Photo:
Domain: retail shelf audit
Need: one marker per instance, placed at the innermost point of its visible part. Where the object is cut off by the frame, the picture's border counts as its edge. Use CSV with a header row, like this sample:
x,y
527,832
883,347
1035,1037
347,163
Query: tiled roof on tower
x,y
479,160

■ ■ ■ ■ ■

## TASK PROMPT
Please repeat each of the entries above verbatim, line for line, changing nothing.

## EXERCISE RESPONSE
Photo:
Domain: retail shelf audit
Need: one marker per instance, placed at the innermost point of its visible part. Where the object is cut off by the frame, the picture's border counts as its edge. Use CSV with a header row, like this sample:
x,y
527,832
883,347
1035,1037
347,163
Query: tiled roof on tower
x,y
479,160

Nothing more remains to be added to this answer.